# [PROVIDED PASSAGE]
————

Thursday, February 12, 2015

Greece bailout talks end with no agreement

Greek government and international creditors to meet again on Monday as talks over cash lifeline hit impasse.

Greek Finance Minister Yanis Varoufakis said he was hopeful a deal will be reached on Monday [EPA]
Greek Finance Minister Yanis Varoufakis said he was hopeful a deal will be reached on Monday [EPA]
Greece and its international creditors failed to agree on a way forward on the country's unpopular bailout and will try again on Monday, with time running out for a cash lifeline.

In seven hours of crisis talks in Brussels that ended after midnight on Wednesday, euro zone finance ministers were unable to agree even a joint statement on the next procedural steps. Both sides played down the setback, insisting there had been no rupture.
"We had an intense discussion, constructive, covering a lot of ground, also making progress, but not enough progress yet to come to joint conclusions," Jeroen Dijsselbloem, the chairman of Eurogroup finance ministers, told a midnight news conference.
"We didn't actually go into detailed proposals, we didn't enter into negotiations on content of the programme or a programme, we simply tried to work next steps over the next couple of days. We were unable to do that." Dijsselbloem said.
Greece would have no further contact with experts from the European Commission, the International Monetary Fund and the European Central Bank before Monday, he said.

The talks came after the EU had warned that the new government had to scale back its plans to revise the unpopular austerity measures if it wanted to secure cash needed for pressing debt repayments.

————

# [EXERCISE TASKS]
**A.** Can you update the Greek bailout article from "Thursday, February 12, 2015" up to and including "a cash lifeline." by putting "Tuesday" wherever "Monday" appears?
**B.** Can you take the Greek bailout article further, picking up after its final sentence?
These lines have no connection to the Greek bailout article.

(Dataset records)
————

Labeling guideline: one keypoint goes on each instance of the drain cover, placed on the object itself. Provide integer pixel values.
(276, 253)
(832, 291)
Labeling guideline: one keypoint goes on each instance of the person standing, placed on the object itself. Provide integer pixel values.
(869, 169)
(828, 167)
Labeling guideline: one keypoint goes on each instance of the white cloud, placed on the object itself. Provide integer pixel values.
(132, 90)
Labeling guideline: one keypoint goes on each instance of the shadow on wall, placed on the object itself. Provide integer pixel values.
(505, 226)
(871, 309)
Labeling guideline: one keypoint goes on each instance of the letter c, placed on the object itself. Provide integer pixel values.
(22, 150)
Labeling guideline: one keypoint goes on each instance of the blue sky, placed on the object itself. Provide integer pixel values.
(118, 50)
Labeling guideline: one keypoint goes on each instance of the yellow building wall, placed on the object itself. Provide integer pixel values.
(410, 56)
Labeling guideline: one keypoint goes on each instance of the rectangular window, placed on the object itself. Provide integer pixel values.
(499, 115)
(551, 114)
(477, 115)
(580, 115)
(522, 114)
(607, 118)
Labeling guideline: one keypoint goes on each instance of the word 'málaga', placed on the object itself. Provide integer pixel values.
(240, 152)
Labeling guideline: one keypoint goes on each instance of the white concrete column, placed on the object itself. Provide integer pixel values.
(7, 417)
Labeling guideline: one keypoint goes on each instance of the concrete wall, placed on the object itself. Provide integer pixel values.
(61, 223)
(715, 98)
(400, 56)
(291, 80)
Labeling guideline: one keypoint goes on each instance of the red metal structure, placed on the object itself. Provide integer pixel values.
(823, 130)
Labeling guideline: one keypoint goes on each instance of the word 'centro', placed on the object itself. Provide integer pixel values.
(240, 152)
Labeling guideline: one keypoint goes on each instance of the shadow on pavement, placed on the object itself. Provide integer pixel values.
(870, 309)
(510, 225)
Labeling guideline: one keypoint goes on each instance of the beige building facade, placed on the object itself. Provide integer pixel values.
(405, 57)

————

# [ANSWERS TO THE TASKS]
**A.**
Thursday, February 12, 2015

Greece bailout talks end with no agreement

Greek government and international creditors to meet again on Tuesday as talks over cash lifeline hit impasse.

Greek Finance Minister Yanis Varoufakis said he was hopeful a deal will be reached on Tuesday [EPA]
Greek Finance Minister Yanis Varoufakis said he was hopeful a deal will be reached on Tuesday [EPA]
Greece and its international creditors failed to agree on a way forward on the country's unpopular bailout and will try again on Tuesday, with time running out for a cash lifeline.

**B.**
But Prime Minister Alexis Tsipras has said he will not accept demands by Germany that his government first complete a pending loan agreement with the EU and the IMF in order to secure a bailout.
Greece wants the European Central Bank to hand over 1.9 billion euros ($2.2bn) in profits made from Greek state bonds.
Athens also wants ECB permission to issue up to 8 billion euros ($9bn) in short-term debt to meet its immediate financing needs, and to tap a European support fund originally created to prop up Greek banks.

'Toxic' austerity 
Looking confident as when he had arrived at his first such talks, Greece Finance Minister Yanis Varoufakis said: "Now we are proceeding to the next meeting on Monday. We hope that by the end of that one, there is going to be a conclusion in a manner that is optimal both for the perspective of Greece and our European partners."
Spelling out how Greek voters had rejected the "toxic" austerity dictated by international lenders that rescued Greece after the global financial crisis, he said he hoped for a "healing deal" on Monday and stressed that, while much remained undone, "not finding a solution is not in our rationale".
Varoufakis and his delegation had a prior meeting with International Monetary Fund chief Christine Lagarde, who flew to Brussels to join the talks in a sign of the IMF's concern about the Greek crisis, which is weighing on global financial markets.
"They are competent, intelligent, they've thought about their issues. We have to listen to them, we are starting to work together and it is a process that is starting and is going to last a certain time," Lagarde told reporters.